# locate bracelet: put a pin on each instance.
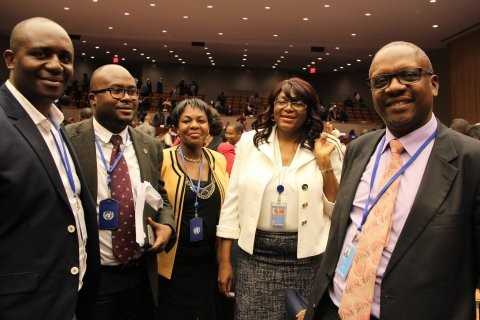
(326, 170)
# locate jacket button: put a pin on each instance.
(71, 228)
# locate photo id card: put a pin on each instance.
(108, 214)
(196, 229)
(279, 212)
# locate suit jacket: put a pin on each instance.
(433, 269)
(149, 157)
(36, 250)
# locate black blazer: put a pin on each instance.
(149, 156)
(433, 271)
(36, 249)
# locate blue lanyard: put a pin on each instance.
(64, 156)
(108, 168)
(196, 189)
(373, 202)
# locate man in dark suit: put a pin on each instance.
(128, 278)
(423, 258)
(47, 218)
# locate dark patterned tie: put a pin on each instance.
(124, 245)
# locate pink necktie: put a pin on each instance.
(124, 243)
(357, 298)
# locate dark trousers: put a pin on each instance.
(124, 294)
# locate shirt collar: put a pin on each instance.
(55, 115)
(105, 135)
(412, 141)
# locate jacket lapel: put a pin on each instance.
(22, 122)
(439, 173)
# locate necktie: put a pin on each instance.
(124, 245)
(357, 298)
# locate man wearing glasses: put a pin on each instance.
(404, 241)
(116, 160)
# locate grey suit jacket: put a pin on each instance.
(433, 271)
(149, 156)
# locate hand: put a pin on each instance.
(322, 151)
(301, 314)
(162, 233)
(225, 277)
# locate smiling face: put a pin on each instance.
(113, 114)
(288, 118)
(193, 127)
(40, 60)
(403, 107)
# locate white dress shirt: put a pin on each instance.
(49, 133)
(407, 191)
(103, 192)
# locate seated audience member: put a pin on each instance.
(278, 205)
(195, 181)
(406, 245)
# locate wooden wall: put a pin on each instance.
(464, 76)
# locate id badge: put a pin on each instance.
(108, 214)
(346, 261)
(196, 229)
(279, 212)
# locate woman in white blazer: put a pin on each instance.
(279, 201)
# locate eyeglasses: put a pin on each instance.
(119, 93)
(297, 105)
(405, 76)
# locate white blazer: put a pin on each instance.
(252, 170)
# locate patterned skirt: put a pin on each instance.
(261, 278)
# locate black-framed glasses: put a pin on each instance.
(404, 76)
(297, 105)
(119, 93)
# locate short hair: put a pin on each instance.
(302, 90)
(195, 103)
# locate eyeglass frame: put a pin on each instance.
(303, 105)
(124, 92)
(396, 75)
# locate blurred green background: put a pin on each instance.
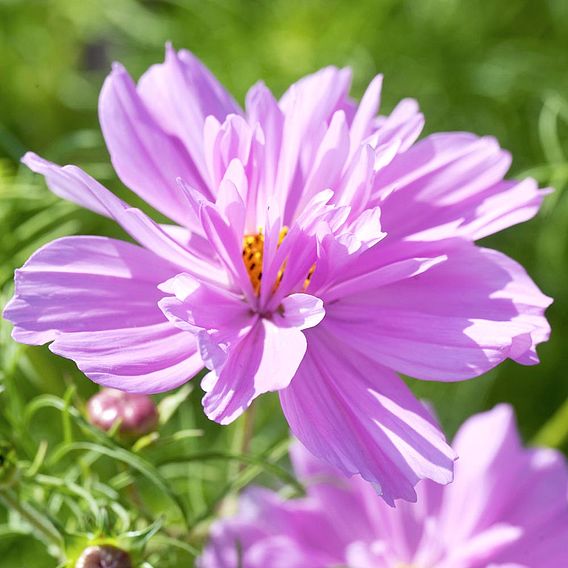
(497, 68)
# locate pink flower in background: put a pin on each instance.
(137, 413)
(508, 507)
(318, 249)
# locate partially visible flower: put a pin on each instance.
(104, 556)
(507, 507)
(137, 413)
(319, 249)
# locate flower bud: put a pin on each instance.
(104, 556)
(8, 464)
(137, 413)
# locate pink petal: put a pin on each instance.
(451, 185)
(455, 321)
(266, 359)
(97, 300)
(362, 419)
(181, 93)
(263, 360)
(147, 159)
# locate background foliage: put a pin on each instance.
(495, 68)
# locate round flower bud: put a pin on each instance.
(104, 556)
(137, 413)
(8, 464)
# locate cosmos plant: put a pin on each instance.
(508, 507)
(316, 249)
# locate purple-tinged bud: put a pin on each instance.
(137, 413)
(104, 556)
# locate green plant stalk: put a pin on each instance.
(33, 518)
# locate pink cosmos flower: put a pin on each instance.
(318, 249)
(508, 507)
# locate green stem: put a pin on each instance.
(555, 431)
(32, 517)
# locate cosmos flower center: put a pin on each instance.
(253, 253)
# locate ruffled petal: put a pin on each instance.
(452, 185)
(83, 189)
(97, 299)
(145, 157)
(180, 94)
(361, 418)
(264, 359)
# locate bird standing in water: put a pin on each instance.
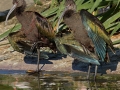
(36, 30)
(87, 30)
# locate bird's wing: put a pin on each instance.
(44, 26)
(96, 32)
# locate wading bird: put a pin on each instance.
(36, 30)
(87, 30)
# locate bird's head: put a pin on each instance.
(19, 5)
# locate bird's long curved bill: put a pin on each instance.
(11, 10)
(60, 19)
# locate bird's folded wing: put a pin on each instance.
(96, 32)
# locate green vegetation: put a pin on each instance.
(106, 10)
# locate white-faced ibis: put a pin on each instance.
(87, 30)
(35, 28)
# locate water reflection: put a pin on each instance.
(58, 81)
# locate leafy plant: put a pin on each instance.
(109, 18)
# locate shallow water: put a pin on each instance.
(58, 81)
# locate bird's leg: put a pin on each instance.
(88, 76)
(38, 51)
(95, 72)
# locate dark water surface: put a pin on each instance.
(57, 81)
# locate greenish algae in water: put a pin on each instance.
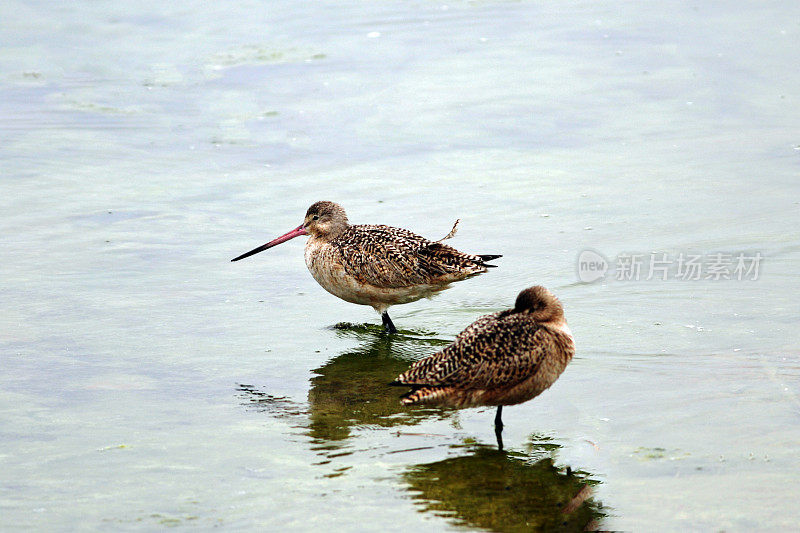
(507, 492)
(352, 388)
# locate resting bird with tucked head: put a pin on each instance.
(501, 359)
(377, 265)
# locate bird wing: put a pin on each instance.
(494, 351)
(389, 257)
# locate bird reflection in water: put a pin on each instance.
(349, 391)
(506, 491)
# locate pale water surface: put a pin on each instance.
(146, 381)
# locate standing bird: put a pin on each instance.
(501, 359)
(377, 265)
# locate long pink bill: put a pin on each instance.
(296, 232)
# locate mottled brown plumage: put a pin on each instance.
(377, 265)
(504, 358)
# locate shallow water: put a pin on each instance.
(149, 382)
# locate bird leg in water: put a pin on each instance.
(498, 427)
(387, 323)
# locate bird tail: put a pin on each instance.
(485, 258)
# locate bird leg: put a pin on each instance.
(387, 323)
(498, 427)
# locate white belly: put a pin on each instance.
(322, 262)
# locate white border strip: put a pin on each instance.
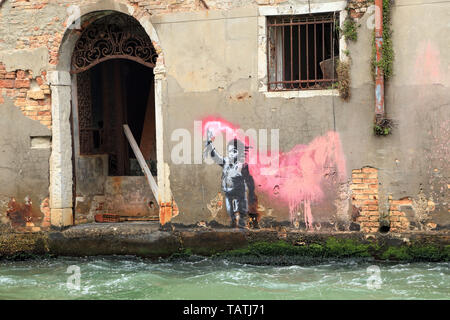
(302, 8)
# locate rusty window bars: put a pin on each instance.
(302, 51)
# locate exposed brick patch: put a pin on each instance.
(35, 102)
(365, 198)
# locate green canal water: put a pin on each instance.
(133, 278)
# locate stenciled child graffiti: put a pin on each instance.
(237, 183)
(296, 178)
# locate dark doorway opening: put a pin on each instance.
(119, 92)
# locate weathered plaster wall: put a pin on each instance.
(24, 165)
(211, 58)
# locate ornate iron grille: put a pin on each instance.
(302, 52)
(113, 36)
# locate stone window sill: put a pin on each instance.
(301, 93)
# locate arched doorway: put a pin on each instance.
(112, 65)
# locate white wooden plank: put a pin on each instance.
(141, 161)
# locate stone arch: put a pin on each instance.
(64, 100)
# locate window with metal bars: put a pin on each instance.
(302, 51)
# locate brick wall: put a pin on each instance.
(30, 94)
(365, 198)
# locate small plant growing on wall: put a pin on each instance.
(350, 29)
(343, 73)
(387, 58)
(383, 127)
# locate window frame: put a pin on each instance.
(290, 10)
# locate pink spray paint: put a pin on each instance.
(297, 179)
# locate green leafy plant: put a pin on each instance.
(350, 29)
(343, 84)
(387, 51)
(383, 127)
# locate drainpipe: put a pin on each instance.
(379, 79)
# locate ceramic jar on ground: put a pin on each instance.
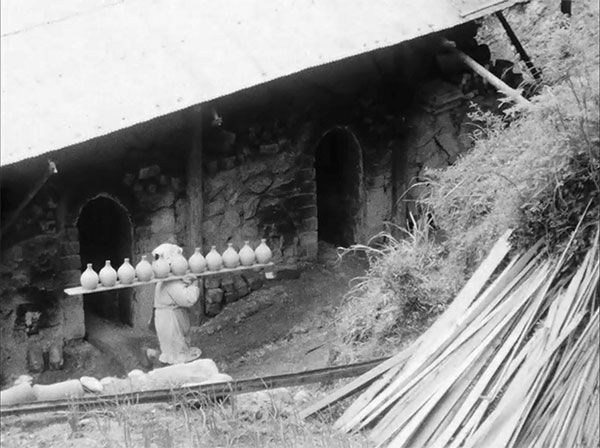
(89, 279)
(231, 259)
(197, 262)
(126, 273)
(178, 264)
(108, 275)
(143, 270)
(263, 253)
(214, 261)
(247, 256)
(161, 267)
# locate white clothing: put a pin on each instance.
(172, 321)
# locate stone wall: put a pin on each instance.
(257, 178)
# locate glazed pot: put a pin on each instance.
(214, 261)
(231, 259)
(143, 270)
(108, 276)
(263, 253)
(89, 279)
(197, 262)
(161, 268)
(247, 256)
(126, 273)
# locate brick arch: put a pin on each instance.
(105, 232)
(339, 175)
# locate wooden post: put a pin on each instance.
(537, 75)
(488, 76)
(195, 177)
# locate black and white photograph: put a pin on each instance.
(300, 224)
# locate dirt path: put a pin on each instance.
(285, 326)
(292, 328)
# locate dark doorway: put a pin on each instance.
(338, 163)
(105, 233)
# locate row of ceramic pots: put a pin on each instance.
(177, 265)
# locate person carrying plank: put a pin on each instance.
(172, 299)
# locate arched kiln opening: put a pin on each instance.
(339, 173)
(105, 233)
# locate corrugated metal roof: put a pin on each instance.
(73, 70)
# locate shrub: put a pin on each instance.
(534, 171)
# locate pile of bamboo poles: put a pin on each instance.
(509, 364)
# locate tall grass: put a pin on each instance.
(197, 421)
(533, 171)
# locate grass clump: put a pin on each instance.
(534, 171)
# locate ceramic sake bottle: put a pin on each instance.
(247, 256)
(263, 253)
(143, 270)
(89, 279)
(108, 276)
(231, 259)
(126, 273)
(214, 260)
(161, 268)
(197, 262)
(178, 264)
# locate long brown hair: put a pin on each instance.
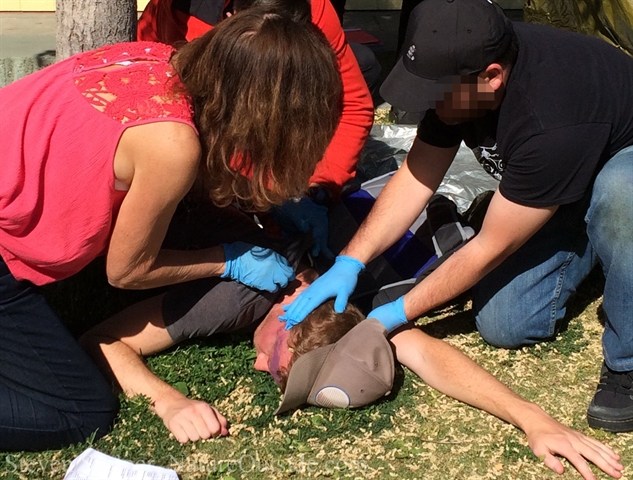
(267, 98)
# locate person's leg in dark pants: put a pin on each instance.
(369, 67)
(51, 394)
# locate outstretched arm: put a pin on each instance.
(117, 346)
(452, 373)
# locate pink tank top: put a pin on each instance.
(59, 129)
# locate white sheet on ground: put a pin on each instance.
(94, 465)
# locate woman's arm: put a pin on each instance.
(117, 346)
(339, 163)
(452, 373)
(159, 161)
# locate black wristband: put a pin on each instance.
(320, 195)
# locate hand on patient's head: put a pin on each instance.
(339, 282)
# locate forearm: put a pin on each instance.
(339, 162)
(170, 267)
(451, 372)
(126, 367)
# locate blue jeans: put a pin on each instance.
(523, 301)
(51, 393)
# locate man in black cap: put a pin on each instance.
(548, 113)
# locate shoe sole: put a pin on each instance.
(616, 426)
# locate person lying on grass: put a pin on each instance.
(143, 329)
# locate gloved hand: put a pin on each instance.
(391, 314)
(339, 281)
(305, 216)
(256, 267)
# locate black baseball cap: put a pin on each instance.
(445, 40)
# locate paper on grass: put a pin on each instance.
(94, 465)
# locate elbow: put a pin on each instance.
(125, 279)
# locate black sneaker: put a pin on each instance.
(612, 406)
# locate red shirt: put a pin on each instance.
(60, 130)
(160, 22)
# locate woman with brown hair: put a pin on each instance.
(98, 150)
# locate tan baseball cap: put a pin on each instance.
(353, 372)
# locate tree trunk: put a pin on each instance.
(87, 24)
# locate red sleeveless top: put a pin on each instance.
(59, 129)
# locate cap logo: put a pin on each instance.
(411, 53)
(332, 397)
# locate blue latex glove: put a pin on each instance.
(256, 267)
(339, 281)
(305, 216)
(391, 314)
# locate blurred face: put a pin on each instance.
(271, 338)
(461, 99)
(271, 344)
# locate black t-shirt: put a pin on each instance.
(567, 109)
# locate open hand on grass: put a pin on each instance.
(192, 420)
(549, 439)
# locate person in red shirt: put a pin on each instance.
(97, 153)
(175, 22)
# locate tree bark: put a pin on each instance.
(87, 24)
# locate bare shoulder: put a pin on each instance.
(172, 146)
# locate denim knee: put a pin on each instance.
(610, 215)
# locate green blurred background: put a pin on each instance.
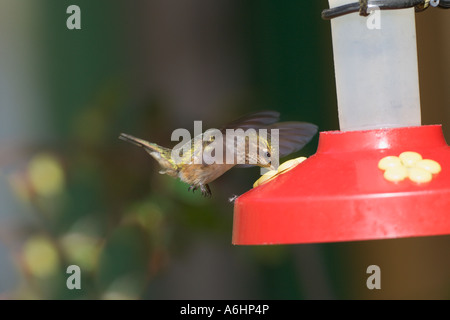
(72, 193)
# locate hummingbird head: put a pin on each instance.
(262, 155)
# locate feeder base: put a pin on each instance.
(339, 194)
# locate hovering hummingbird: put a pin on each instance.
(195, 162)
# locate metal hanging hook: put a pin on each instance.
(364, 6)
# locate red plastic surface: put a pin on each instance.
(339, 194)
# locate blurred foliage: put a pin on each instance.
(100, 203)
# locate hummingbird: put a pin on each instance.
(193, 162)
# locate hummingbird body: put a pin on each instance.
(196, 167)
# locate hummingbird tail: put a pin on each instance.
(140, 142)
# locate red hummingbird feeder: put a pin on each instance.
(340, 193)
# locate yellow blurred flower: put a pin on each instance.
(46, 174)
(40, 256)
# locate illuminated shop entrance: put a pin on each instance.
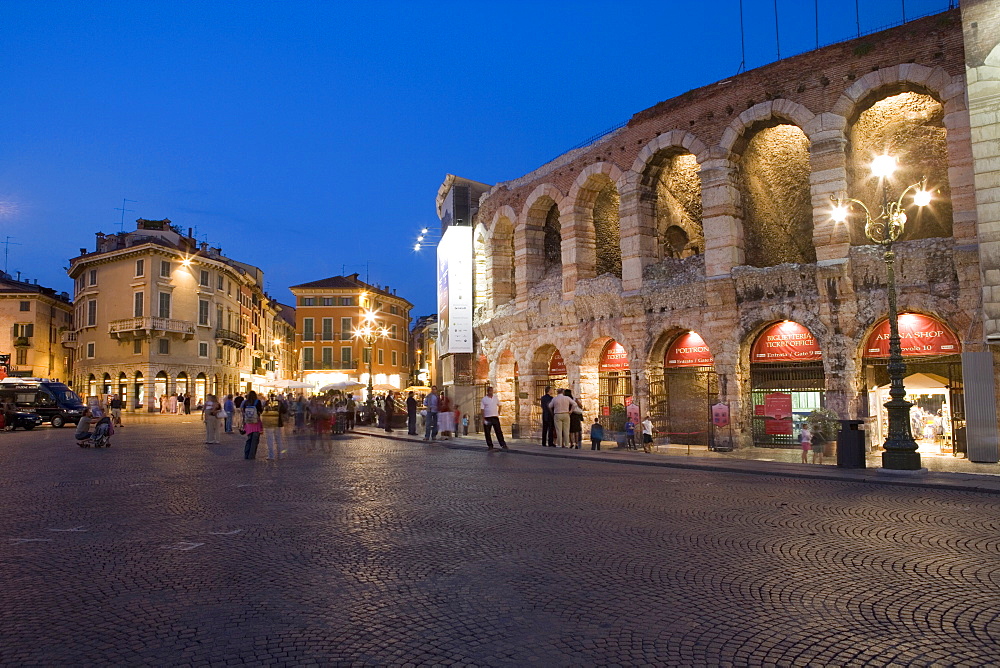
(933, 383)
(615, 380)
(555, 379)
(682, 394)
(786, 383)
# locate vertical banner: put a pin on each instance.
(455, 291)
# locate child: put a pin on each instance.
(596, 435)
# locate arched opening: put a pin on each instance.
(910, 127)
(614, 386)
(607, 232)
(682, 394)
(200, 390)
(160, 390)
(933, 383)
(773, 178)
(502, 259)
(139, 391)
(787, 383)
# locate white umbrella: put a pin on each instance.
(342, 385)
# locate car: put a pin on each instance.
(26, 420)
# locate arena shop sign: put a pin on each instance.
(919, 335)
(786, 342)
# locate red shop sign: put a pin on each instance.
(557, 367)
(786, 342)
(688, 350)
(918, 335)
(613, 358)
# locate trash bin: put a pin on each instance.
(851, 444)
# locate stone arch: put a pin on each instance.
(669, 192)
(770, 152)
(538, 237)
(596, 221)
(501, 256)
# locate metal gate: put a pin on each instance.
(615, 387)
(680, 401)
(806, 383)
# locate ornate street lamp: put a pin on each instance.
(368, 332)
(884, 229)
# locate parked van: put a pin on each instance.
(54, 402)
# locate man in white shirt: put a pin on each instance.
(561, 407)
(491, 418)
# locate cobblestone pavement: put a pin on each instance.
(366, 551)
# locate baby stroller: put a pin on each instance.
(102, 434)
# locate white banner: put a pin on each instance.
(455, 291)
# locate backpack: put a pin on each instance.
(250, 414)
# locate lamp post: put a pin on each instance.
(884, 229)
(368, 332)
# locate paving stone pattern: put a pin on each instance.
(165, 551)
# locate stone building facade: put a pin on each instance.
(35, 321)
(158, 313)
(654, 267)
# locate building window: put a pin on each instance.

---------------

What to do:
Write out everything from the line containing "# locate baby" down to the end of the records again, swapping "pin" for "marker" and keeping the rest the same.

Worked answer:
# locate baby stroller: put a marker on each instance.
(102, 434)
# locate white banner: put a marker on each instance.
(455, 291)
# locate backpack: put a marker on each instance.
(250, 414)
# locate lamp post: put a marker on each instance.
(884, 229)
(368, 332)
# locate paving stone pattern: put a marker on each instance.
(165, 551)
# locate stone building facade: put a marker on each instance.
(35, 321)
(158, 313)
(654, 267)
# locate building window: put a marker on each instance.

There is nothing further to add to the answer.